-- start Given entries --

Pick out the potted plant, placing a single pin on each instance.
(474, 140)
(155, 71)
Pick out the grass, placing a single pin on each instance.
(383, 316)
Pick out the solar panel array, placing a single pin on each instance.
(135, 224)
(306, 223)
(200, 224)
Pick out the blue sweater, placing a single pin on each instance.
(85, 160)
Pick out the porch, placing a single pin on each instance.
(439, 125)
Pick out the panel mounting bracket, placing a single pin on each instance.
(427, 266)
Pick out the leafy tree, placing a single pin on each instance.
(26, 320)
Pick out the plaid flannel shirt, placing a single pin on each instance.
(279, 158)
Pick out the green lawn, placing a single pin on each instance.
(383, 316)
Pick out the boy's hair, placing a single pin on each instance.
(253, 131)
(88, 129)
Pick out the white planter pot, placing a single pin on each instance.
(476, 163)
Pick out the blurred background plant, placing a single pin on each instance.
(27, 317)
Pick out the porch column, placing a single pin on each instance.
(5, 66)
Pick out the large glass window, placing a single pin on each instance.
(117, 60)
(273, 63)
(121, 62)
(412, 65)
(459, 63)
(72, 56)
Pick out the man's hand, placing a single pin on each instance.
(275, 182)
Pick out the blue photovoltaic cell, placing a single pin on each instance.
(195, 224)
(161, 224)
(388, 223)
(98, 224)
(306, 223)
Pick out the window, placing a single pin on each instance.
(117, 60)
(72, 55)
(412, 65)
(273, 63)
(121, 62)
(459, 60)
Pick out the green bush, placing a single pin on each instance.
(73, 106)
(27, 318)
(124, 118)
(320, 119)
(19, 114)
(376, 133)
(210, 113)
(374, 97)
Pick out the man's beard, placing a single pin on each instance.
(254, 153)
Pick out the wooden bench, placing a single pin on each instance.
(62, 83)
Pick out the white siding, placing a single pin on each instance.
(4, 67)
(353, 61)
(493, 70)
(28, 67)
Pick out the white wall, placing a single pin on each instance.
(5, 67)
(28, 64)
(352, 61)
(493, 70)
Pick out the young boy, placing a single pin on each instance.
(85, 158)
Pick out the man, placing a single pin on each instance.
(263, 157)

-- end Given entries --

■ **Instruction**:
Reproduce all of the data above word for word, keeping every line in its original order.

■ **Solution to the problem**:
Pick out the potted plant, placing a single pin on each instance.
(474, 140)
(155, 71)
Pick out the grass, placing a single pin on each instance.
(383, 316)
Pick out the solar panel array, placing a single pin on each instance.
(135, 224)
(306, 223)
(200, 224)
Pick out the blue sweater, placing a single pin on each instance.
(85, 160)
Pick out the porch, placing a single pin on each instance.
(439, 125)
Pick out the panel mounting bracket, placing a single pin on each instance.
(427, 266)
Pick out the leafy tree, placing a single pin on each instance.
(26, 320)
Pick out the plaid flannel shirt, placing a single pin on each instance.
(279, 158)
Pick out the green lawn, placing a single pin on each instance.
(383, 316)
Pick out the boy's hair, placing a single pin on each instance.
(253, 131)
(88, 129)
Pick out the white planter pot, placing a single pin on each instance.
(476, 163)
Pick out the blurred background plant, placing a single pin on each instance.
(27, 317)
Pick out the porch column, placing a single pin on each instance.
(5, 66)
Pick out the large glass window, placing a single pin on each instance.
(117, 60)
(273, 63)
(121, 62)
(412, 65)
(459, 63)
(72, 56)
Pick out the man's hand, placing a single pin on each instance.
(275, 182)
Pick out the blue photovoltaic cell, placing a single pin on each instance.
(195, 224)
(161, 224)
(388, 223)
(98, 224)
(306, 223)
Pick out the window, placing a single pin on each instance.
(117, 60)
(72, 55)
(412, 65)
(273, 63)
(121, 62)
(459, 60)
Pick out the green bush, placing a single pin on each instance.
(73, 106)
(27, 318)
(124, 118)
(320, 119)
(19, 114)
(376, 133)
(210, 113)
(374, 97)
Pick out the man's beard, placing a single pin on each instance.
(254, 153)
Pick out the wooden bench, placing a single pin on each instance.
(62, 83)
Pick out the white siding, placing a single pin on each instance.
(4, 67)
(353, 61)
(493, 70)
(28, 67)
Pick out the white wall, placing a single pin on each instance.
(5, 67)
(28, 64)
(352, 61)
(493, 70)
Pick out the young boy, placing a single pin on each instance.
(85, 158)
Pick out the man, placing a single pin on each instance.
(263, 157)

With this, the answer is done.